How to start a basic wine collection
As we edge towards the holidays, I’ve been pressed by more than a few private clients about what they should be stocking up on to imbibe during the festive season. This is an opportune time to stock up on a few party essentials, and wine is no exception. But the question I seem to be asking myself more and more these days is, “What about the rest of the year?” What should you keep around for a surprise celebration, a dismal day at the office, or something to wash down a delivery pizza?
In my home I always have on hand at least one of each: a dry rose, a dry white, a light, fruity red, and a sparkler. Changes in my personal taste, and the addition of a wife, have increased the selection a little. When you consider the suggested collection below, keep in mind your personal taste and situation, and then adjust accordingly.
Rosé
Rosé gets a bit of a bad rap: “Rosé is for women.” “Rosé is for novice drinkers.” Phooey. A nice, crisp rose is just what the doctor ordered on a hot summer’s afternoon. And let’s face it, where we live, it’s always summer. Rosé is also quite food friendly, especially with local style seafood. If you prefer wine on the sweeter side, there are plenty of sweeter and offdry roses out there. Among them is the popular White Zinfandel from California, a sometimes sweet rosé version made from the Zinfandel grape. The rosé in my fridge is from Northern Italy, and just as good all by itself as it is paired with some yummy fresh spring rolls.
Dry White
The hip dry white wine right now is Sauvignon Blanc. Generally the citrusyminerality and high acidity of a Sauvignon Blanc makes it a great choice for an aperitif or with simply prepared seafood (especially one with some fresh lime or other acidic accompaniment). I like a nice Sauvignon Blanc with fish and chips. An extra reason to keep a dry white wine on hand is that you need it for so many basic recipes (like pasta with clams, sautéed mushrooms, etc). A richer white (like an oaked Chardonnay) can leave an unpleasant taste when it reduces in the pan.

Source data:
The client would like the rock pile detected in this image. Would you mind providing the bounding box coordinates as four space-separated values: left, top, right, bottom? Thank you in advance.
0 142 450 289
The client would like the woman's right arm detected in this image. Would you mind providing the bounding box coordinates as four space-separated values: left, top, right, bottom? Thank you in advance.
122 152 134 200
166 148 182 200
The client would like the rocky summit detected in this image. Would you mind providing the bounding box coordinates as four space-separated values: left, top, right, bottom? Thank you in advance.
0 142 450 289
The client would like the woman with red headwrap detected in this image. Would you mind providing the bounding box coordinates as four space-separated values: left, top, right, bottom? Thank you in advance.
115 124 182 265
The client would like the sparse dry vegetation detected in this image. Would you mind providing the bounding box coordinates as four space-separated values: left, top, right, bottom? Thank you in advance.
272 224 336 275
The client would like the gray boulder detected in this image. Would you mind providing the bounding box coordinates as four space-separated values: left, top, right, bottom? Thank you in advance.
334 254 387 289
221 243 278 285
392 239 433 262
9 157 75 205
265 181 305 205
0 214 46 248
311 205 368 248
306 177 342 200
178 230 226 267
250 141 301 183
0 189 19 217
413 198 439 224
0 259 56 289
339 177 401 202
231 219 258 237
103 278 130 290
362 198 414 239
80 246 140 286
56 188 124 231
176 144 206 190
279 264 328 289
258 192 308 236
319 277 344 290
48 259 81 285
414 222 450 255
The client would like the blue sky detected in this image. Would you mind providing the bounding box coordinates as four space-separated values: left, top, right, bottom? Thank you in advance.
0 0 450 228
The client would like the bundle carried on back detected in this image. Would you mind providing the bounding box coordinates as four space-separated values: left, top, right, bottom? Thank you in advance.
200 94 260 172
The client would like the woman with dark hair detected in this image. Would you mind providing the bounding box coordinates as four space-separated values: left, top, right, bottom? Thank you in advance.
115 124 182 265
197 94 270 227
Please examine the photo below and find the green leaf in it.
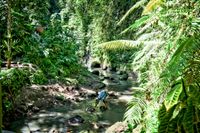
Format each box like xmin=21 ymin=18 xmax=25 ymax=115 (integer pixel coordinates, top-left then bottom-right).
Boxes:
xmin=183 ymin=98 xmax=194 ymax=133
xmin=121 ymin=16 xmax=149 ymax=34
xmin=169 ymin=38 xmax=194 ymax=64
xmin=164 ymin=84 xmax=183 ymax=111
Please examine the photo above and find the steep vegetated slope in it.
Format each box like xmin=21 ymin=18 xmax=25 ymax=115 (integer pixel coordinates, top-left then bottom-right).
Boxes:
xmin=120 ymin=0 xmax=200 ymax=133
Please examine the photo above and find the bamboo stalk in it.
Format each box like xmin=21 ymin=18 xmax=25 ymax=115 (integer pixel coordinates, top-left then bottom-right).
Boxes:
xmin=7 ymin=0 xmax=12 ymax=69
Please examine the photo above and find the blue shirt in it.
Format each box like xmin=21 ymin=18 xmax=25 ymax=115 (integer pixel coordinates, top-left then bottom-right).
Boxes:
xmin=98 ymin=90 xmax=108 ymax=100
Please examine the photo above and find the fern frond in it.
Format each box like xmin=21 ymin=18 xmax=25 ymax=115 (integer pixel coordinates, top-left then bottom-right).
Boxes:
xmin=164 ymin=84 xmax=183 ymax=111
xmin=142 ymin=0 xmax=163 ymax=15
xmin=158 ymin=105 xmax=175 ymax=133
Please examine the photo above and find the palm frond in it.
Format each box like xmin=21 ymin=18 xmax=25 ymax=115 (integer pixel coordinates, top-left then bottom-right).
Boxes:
xmin=117 ymin=0 xmax=147 ymax=25
xmin=142 ymin=0 xmax=163 ymax=15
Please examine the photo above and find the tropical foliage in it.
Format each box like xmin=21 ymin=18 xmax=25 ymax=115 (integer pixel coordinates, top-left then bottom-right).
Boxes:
xmin=121 ymin=0 xmax=200 ymax=132
xmin=0 ymin=0 xmax=200 ymax=133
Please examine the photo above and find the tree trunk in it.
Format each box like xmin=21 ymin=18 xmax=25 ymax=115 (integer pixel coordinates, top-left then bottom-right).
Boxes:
xmin=0 ymin=28 xmax=3 ymax=133
xmin=7 ymin=0 xmax=12 ymax=69
xmin=0 ymin=76 xmax=3 ymax=133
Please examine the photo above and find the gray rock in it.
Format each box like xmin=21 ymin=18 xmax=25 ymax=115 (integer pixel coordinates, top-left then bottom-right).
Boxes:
xmin=2 ymin=130 xmax=15 ymax=133
xmin=20 ymin=126 xmax=31 ymax=133
xmin=92 ymin=70 xmax=100 ymax=76
xmin=120 ymin=73 xmax=128 ymax=80
xmin=92 ymin=82 xmax=106 ymax=89
xmin=91 ymin=61 xmax=101 ymax=68
xmin=28 ymin=122 xmax=40 ymax=132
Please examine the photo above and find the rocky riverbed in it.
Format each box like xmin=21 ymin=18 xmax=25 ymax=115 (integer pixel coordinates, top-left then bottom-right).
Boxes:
xmin=6 ymin=62 xmax=136 ymax=133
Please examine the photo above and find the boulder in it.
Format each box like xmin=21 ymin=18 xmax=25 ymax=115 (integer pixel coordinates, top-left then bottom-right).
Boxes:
xmin=120 ymin=73 xmax=128 ymax=80
xmin=92 ymin=70 xmax=100 ymax=76
xmin=92 ymin=82 xmax=106 ymax=89
xmin=67 ymin=115 xmax=84 ymax=126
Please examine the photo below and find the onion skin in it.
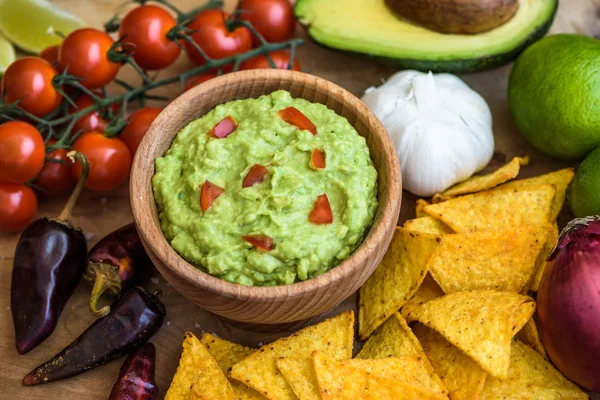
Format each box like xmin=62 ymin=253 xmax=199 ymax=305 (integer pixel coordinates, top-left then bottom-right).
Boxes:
xmin=537 ymin=216 xmax=600 ymax=391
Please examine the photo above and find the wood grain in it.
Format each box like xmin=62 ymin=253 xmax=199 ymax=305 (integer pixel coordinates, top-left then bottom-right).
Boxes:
xmin=130 ymin=69 xmax=402 ymax=324
xmin=0 ymin=0 xmax=600 ymax=400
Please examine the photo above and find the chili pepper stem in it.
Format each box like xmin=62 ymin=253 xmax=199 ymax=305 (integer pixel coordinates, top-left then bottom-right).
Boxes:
xmin=57 ymin=151 xmax=90 ymax=224
xmin=84 ymin=263 xmax=121 ymax=318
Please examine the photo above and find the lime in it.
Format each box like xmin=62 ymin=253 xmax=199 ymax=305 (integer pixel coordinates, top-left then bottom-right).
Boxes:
xmin=508 ymin=35 xmax=600 ymax=159
xmin=0 ymin=31 xmax=15 ymax=76
xmin=567 ymin=147 xmax=600 ymax=218
xmin=0 ymin=0 xmax=86 ymax=53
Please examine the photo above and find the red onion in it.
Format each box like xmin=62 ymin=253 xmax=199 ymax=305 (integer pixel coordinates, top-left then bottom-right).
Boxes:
xmin=537 ymin=216 xmax=600 ymax=391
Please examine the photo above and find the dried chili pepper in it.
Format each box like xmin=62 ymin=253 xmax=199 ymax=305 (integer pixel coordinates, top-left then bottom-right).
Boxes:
xmin=108 ymin=343 xmax=158 ymax=400
xmin=10 ymin=152 xmax=89 ymax=354
xmin=83 ymin=222 xmax=152 ymax=318
xmin=23 ymin=287 xmax=166 ymax=386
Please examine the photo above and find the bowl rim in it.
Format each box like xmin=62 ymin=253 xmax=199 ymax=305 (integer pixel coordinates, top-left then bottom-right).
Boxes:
xmin=130 ymin=69 xmax=402 ymax=301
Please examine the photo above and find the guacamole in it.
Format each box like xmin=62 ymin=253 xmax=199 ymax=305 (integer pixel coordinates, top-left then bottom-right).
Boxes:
xmin=152 ymin=90 xmax=378 ymax=286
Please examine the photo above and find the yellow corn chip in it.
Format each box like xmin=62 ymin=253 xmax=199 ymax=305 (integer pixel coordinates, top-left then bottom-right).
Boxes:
xmin=231 ymin=311 xmax=354 ymax=400
xmin=313 ymin=351 xmax=447 ymax=400
xmin=429 ymin=224 xmax=549 ymax=293
xmin=480 ymin=340 xmax=589 ymax=400
xmin=413 ymin=323 xmax=487 ymax=400
xmin=501 ymin=168 xmax=575 ymax=221
xmin=356 ymin=313 xmax=447 ymax=395
xmin=165 ymin=332 xmax=235 ymax=400
xmin=200 ymin=333 xmax=265 ymax=400
xmin=433 ymin=157 xmax=529 ymax=200
xmin=415 ymin=199 xmax=429 ymax=218
xmin=400 ymin=274 xmax=444 ymax=318
xmin=515 ymin=317 xmax=548 ymax=359
xmin=358 ymin=228 xmax=441 ymax=340
xmin=277 ymin=358 xmax=321 ymax=400
xmin=425 ymin=185 xmax=556 ymax=233
xmin=408 ymin=290 xmax=535 ymax=379
xmin=526 ymin=222 xmax=558 ymax=292
xmin=404 ymin=215 xmax=454 ymax=235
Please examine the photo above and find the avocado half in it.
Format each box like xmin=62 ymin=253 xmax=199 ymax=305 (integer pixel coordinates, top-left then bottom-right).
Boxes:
xmin=295 ymin=0 xmax=558 ymax=73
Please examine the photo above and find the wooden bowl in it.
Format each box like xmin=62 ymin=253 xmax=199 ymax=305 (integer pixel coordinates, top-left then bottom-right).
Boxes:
xmin=130 ymin=69 xmax=402 ymax=324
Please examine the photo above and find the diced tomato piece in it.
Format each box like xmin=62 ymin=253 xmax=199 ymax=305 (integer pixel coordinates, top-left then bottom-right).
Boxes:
xmin=310 ymin=149 xmax=325 ymax=169
xmin=200 ymin=181 xmax=225 ymax=212
xmin=208 ymin=115 xmax=237 ymax=139
xmin=242 ymin=164 xmax=268 ymax=188
xmin=308 ymin=194 xmax=333 ymax=225
xmin=277 ymin=107 xmax=317 ymax=135
xmin=242 ymin=235 xmax=275 ymax=251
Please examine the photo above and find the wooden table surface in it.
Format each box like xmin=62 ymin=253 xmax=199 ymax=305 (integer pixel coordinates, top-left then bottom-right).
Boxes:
xmin=0 ymin=0 xmax=600 ymax=400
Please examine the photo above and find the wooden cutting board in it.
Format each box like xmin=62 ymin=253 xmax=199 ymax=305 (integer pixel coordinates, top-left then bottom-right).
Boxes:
xmin=0 ymin=0 xmax=600 ymax=400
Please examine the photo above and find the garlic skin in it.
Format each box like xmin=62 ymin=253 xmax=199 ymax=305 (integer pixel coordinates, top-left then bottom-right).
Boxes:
xmin=362 ymin=70 xmax=494 ymax=197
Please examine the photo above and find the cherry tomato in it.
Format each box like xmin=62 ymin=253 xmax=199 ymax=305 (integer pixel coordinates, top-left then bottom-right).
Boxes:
xmin=185 ymin=72 xmax=217 ymax=91
xmin=72 ymin=131 xmax=131 ymax=192
xmin=119 ymin=5 xmax=181 ymax=70
xmin=58 ymin=28 xmax=119 ymax=89
xmin=40 ymin=46 xmax=60 ymax=68
xmin=69 ymin=94 xmax=108 ymax=133
xmin=34 ymin=140 xmax=75 ymax=196
xmin=0 ymin=57 xmax=62 ymax=117
xmin=119 ymin=107 xmax=162 ymax=156
xmin=0 ymin=121 xmax=46 ymax=184
xmin=185 ymin=10 xmax=252 ymax=65
xmin=0 ymin=182 xmax=37 ymax=232
xmin=240 ymin=50 xmax=300 ymax=71
xmin=239 ymin=0 xmax=296 ymax=42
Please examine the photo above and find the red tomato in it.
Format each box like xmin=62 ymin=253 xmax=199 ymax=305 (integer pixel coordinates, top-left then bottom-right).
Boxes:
xmin=119 ymin=5 xmax=181 ymax=70
xmin=119 ymin=107 xmax=162 ymax=156
xmin=185 ymin=10 xmax=252 ymax=65
xmin=72 ymin=131 xmax=131 ymax=192
xmin=69 ymin=94 xmax=108 ymax=133
xmin=239 ymin=0 xmax=296 ymax=42
xmin=185 ymin=72 xmax=217 ymax=91
xmin=40 ymin=46 xmax=60 ymax=67
xmin=33 ymin=140 xmax=75 ymax=196
xmin=0 ymin=57 xmax=62 ymax=117
xmin=0 ymin=182 xmax=37 ymax=232
xmin=0 ymin=121 xmax=46 ymax=184
xmin=58 ymin=28 xmax=119 ymax=89
xmin=240 ymin=50 xmax=300 ymax=71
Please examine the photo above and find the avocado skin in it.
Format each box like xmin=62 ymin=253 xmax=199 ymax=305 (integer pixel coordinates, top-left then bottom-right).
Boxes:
xmin=296 ymin=0 xmax=559 ymax=74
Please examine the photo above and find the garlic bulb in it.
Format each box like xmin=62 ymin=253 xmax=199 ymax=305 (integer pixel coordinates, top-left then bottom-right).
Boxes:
xmin=362 ymin=71 xmax=494 ymax=197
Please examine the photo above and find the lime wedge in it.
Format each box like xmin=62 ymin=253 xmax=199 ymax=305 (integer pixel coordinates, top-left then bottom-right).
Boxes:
xmin=0 ymin=0 xmax=86 ymax=53
xmin=0 ymin=35 xmax=16 ymax=76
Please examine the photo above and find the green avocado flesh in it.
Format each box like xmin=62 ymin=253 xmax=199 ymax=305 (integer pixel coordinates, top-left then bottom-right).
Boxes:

To be done:
a – According to the wine collection article, where does the rosé in the writer's fridge come from?
b – Pick up the wine collection article after its last sentence and continue it.

The answers:
a – Northern Italy.

b –
Light, Fruity Red
The keys to which red wine you want to stock are personal preference and flexibility. For me, the key is to find something that can go nicely with roasted chicken, just as easily as a burger or a lamb chop (or the stereotypical delivery pizza). You have a few choices out there. Look for a fruity Pinot Noir, or even a reasonably priced Chianti. Chianti (made predominantly from the Sangiovese grape) is light and earthy enough sip with some chicken sautéed with mushrooms, yet perfectly acceptable to enjoy with a slab of red meat. These lighter reds are also nice with many types of local food, try one with some beef la lot if you don’t believe me.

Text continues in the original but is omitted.